━━━━━ MATERIAL FOR THE TASK
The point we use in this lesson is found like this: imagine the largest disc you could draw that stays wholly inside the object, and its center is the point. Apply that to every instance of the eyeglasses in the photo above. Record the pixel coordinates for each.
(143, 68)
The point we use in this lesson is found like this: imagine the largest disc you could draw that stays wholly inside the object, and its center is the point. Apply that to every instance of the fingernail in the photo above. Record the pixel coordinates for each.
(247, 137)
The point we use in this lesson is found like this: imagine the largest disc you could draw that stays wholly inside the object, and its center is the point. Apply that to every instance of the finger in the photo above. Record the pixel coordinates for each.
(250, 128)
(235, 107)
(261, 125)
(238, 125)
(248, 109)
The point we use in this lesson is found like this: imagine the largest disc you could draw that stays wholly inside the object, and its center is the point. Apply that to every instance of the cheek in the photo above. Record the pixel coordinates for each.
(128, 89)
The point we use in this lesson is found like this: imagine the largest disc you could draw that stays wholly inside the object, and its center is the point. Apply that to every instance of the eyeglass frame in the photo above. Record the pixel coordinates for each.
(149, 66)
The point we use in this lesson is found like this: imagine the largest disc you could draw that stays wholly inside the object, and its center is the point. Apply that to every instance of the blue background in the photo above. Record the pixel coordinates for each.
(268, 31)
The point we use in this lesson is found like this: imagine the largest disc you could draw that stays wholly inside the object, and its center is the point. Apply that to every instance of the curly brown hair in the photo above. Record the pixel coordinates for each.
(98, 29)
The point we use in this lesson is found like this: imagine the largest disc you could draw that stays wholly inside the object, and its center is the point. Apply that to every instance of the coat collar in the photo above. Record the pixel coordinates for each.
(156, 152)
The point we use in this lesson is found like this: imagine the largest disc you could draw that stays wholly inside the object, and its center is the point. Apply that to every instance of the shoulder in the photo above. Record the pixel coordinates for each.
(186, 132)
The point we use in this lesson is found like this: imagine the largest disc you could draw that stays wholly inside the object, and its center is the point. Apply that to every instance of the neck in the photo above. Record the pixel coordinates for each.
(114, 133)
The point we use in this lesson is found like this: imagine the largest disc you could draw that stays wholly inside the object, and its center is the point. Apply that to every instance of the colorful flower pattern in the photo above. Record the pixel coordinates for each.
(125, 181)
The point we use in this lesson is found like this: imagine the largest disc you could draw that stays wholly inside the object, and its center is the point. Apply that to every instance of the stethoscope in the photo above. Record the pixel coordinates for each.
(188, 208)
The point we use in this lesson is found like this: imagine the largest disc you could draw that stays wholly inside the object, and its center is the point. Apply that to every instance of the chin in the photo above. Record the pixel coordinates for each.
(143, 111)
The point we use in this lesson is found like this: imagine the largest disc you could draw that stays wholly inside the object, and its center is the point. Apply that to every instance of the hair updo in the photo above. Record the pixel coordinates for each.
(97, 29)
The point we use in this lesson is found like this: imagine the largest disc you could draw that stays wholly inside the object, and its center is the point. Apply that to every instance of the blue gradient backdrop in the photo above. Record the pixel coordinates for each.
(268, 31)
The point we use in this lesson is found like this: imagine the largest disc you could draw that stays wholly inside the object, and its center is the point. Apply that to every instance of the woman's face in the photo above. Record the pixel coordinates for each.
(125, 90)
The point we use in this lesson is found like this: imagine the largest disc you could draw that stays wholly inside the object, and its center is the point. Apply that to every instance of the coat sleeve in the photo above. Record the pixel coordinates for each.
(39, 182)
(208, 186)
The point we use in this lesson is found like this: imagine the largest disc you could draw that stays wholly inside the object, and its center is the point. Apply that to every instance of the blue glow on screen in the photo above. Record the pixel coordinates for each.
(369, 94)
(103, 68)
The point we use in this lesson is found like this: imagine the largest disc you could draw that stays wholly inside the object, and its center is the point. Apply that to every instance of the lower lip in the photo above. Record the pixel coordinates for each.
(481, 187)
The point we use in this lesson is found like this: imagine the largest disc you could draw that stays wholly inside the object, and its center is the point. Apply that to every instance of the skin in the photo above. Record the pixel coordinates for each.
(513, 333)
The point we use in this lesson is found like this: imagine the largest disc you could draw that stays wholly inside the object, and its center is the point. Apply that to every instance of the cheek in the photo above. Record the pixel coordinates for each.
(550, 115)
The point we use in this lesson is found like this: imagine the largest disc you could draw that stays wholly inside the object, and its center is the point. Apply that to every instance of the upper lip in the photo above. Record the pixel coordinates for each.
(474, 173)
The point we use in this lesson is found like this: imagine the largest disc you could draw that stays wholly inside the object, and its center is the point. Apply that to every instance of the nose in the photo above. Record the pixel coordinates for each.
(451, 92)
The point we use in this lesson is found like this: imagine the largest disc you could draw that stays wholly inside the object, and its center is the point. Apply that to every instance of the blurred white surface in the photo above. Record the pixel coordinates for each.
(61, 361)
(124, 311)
━━━━━━━━━━
= TASK BRIEF =
All of the data above should be duplicated exactly.

= EXPECTED ANSWER =
The point we use in this lesson is found like this: imagine the largest disc you could draw that stays wholly inside the object, and its center is the point. Apply that to every instance of the eyeglasses in the photo above. Record the pixel coordinates for each.
(143, 68)
The point we use in this lesson is found like this: imagine the largest disc you could draw that stays wholly inside the object, and its center is the point. Apply that to every instance of the fingernail in the photo above. Record the pixel coordinates for each.
(247, 137)
The point we use in this lesson is found like this: imagine the largest disc you could draw that stays wholly inside the object, and its center is the point. Apply that to every instance of the finger in the photo above. Record the pixel coordinates for each.
(250, 128)
(235, 107)
(261, 125)
(238, 125)
(248, 109)
The point we use in this lesson is found like this: imagine the largest disc you could draw that stays wholly inside the object, and its center is the point. Apply that to every instance of the cheek in the photo above. Record the pixel coordinates for each.
(128, 89)
The point we use in this lesson is found like this: imagine the largest disc you could draw that stays wholly inside the object, and its center is the point. Apply that to every instance of the eyeglass frame in the photo above. Record the pixel coordinates for each.
(149, 66)
The point we use in this lesson is found like this: imagine the largest disc you could draw that stays wholly inside the object, and its center is the point. Apply that to every instance of the blue background in the photo above. Record the pixel coordinates for each.
(268, 31)
The point we use in this lesson is found like this: imagine the largest disc you could draw that stays wholly inside the object, and its center is the point. Apply that to every instance of the curly brown hair in the photo above. Record the pixel coordinates for each.
(98, 29)
The point we use in this lesson is found like this: imagine the largest disc you could draw that stays wholly inside the object, and its center is the point. Apply that to every instance of the coat collar in the photo above. Record the pixel coordinates for each.
(156, 152)
The point we use in this lesson is found like this: imagine the largest disc you could draw that stays wholly inside the object, and its center is the point. Apply that to every instance of the shoulder in the photo above. Record the pixel coordinates for each.
(186, 132)
The point we use in this lesson is found like this: imagine the largest disc you could draw that stays wholly inside the object, and its center is the point. Apply that to every instance of the neck in the photo above. Record the pixel coordinates for each.
(114, 133)
The point we use in this lesson is found like this: imagine the largest disc you could draw that stays wholly inside the object, and its center is the point. Apply that to every instance of the colorful flower pattern in the photo above. Record the pixel coordinates for each.
(125, 181)
The point we use in this lesson is found like this: imagine the largest disc you could draw that stays wholly inside the object, and its center is the point. Apply that to every instance of the stethoscope in the photo above. Record the pixel coordinates for each.
(188, 208)
The point we use in this lesson is found like this: imagine the largest disc you could draw that stays wholly inside the object, and its center is the point. Apply that to every instance of the chin in the photo above. Record the pixel coordinates for each.
(143, 111)
The point we use in this lesson is found like this: imagine the largest disc you could draw that stays wholly inside the object, and its center is the point. Apply that to every instance of the hair updo in the photo above. Record the pixel coordinates for each.
(97, 29)
The point we use in this lesson is found like this: imagine the largest disc you could draw that stays wholly inside the object, and its center is the point. Apply that to every instance of the blue gradient backdrop in the photo above. Record the pixel coordinates for each.
(268, 31)
The point we use in this lesson is found like this: imagine the largest disc you could draw that stays wholly inside the object, and its center is the point. Apply that to every instance of the woman's face in the photo above. Record the pixel coordinates for each.
(125, 90)
The point we use in this lesson is found like this: imagine the largest disc you could draw that stays wholly inside the object, and its center is the point. Apply that to every instance of the coat sleeve in the photo above. Record the pixel coordinates for each.
(39, 182)
(208, 186)
The point we use in this lesson is found like this: imagine the largest disc you could draw that stays wholly inside the object, and its center is the point. Apply that to every instance of the blue glow on screen in the photo above. Record the pixel coordinates for each.
(369, 94)
(103, 68)
The point we use in this lesson is found like this: imagine the largest disc you could draw that stays wholly inside the object, and its center is the point. Apply that to every instance of the lower lip in the photo above. Record the pixel coordinates for each.
(481, 187)
The point we use in this lesson is found like this: imagine the largest disc you could draw that stays wholly inside the object, and its center is the point. Apply that to every instance of the skin in the photo above. Record the pixel coordinates for each.
(513, 333)
The point we use in this lesson is found like this: imagine the largest disc you could draw that stays wholly inside the object, and its center is the point. Apply that to every instance of the cheek in the photo above. Record the pixel coordinates for each.
(550, 115)
The point we use in this lesson is found like this: imagine the largest disc you could draw that stays wholly inside the object, and its center is the point. Apply that to every instance of the upper lip in the photo above. Record the pixel coordinates for each.
(474, 173)
The point we use in this lesson is found like this: imagine the largest disc you could draw that stays wholly inside the object, and its center is the point. Apply that to every instance of the nose in the photo above. Record the pixel coordinates for each.
(451, 92)
The point we use in this lesson is found like this: imagine the largest disc you could draw that stays wholly inside the object, and its center is the point. Apply that to every instance of the blurred white surface in the photo above. Record the pixel coordinates for each.
(61, 361)
(124, 311)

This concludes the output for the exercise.